_PASSAGE EXTRAIT_.
À noter pour ceux que la lecture rebute, ou au contraire pour en faire un chef-d’œuvre total, que le roman a été adapté en bande dessinée par Marvano, en trois volumes parus chez Dupuis dans la collection “Aire Libre”, intitulés respectivement « Soldat Mandella », « Lieutenant Mandella » et « Major Mandella », soit vous l’avez compris le même découpage chronologique et stylistique que le roman. C’est d’ailleurs par la BD que je l’ai découvert (comprendre : à force de lire les nouveautés, on oublie les classiques sur une étagère), et il faut avouer que l’image colle parfaitement à l’ambiance glaciale et vide de l’espace, où les humains survivent, bardés de technologie les rendant à peine moins vulnérables, subissant les contraintes de cet environnement qui peut leur être mortel à chaque instant. Cette sensation de froid, de délibérément neutre, voire d’étranger dans tout ce qui entoure les hommes, pour les empêcher de se raccrocher à quelque chose de personnel, passe mieux par l’image que dans le roman où le décor d’une austérité toute militaire est plus vite assimilée par le héros.
La suite du roman, intitulée « La Liberté Éternelle », écrite 25 ans plus tard par Joe Haldeman, a également pris la voie de l’image, la série d’albums étant renommée « Libre à Jamais ». Trois volumes également, difficiles à trouver. Mais la première série venant de ressortir en intégrale, on peut espérer que Dupuis accorde le même traitement de jouvence éditoriale à la suite.

_DONNÉES FOURNIES_.
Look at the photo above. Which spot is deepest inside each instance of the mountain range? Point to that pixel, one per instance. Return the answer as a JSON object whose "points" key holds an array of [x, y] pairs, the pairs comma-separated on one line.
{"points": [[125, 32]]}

_LES CONSIGNES_.
1. Traduisez en anglais cette phrase du passage sur l'adaptation du roman en bande dessinée : « La suite du roman, intitulée « La Liberté Éternelle », écrite 25 ans plus tard par Joe Haldeman, a également pris la voie de l’image, la série d’albums étant renommée « Libre à Jamais ». »
2. Recopiez le passage extrait entre « La suite du » et « à la suite. », ces mots compris, en remplaçant « difficiles à trouver » par « rares en librairie ».

_RÉPONSES PAR CONSIGNE_.
1. The sequel to the novel, titled "La Liberté Éternelle," written 25 years later by Joe Haldeman, also made its way into pictures, with the album series renamed "Libre à Jamais."

2.
La suite du roman, intitulée « La Liberté Éternelle », écrite 25 ans plus tard par Joe Haldeman, a également pris la voie de l’image, la série d’albums étant renommée « Libre à Jamais ». Trois volumes également, rares en librairie. Mais la première série venant de ressortir en intégrale, on peut espérer que Dupuis accorde le même traitement de jouvence éditoriale à la suite.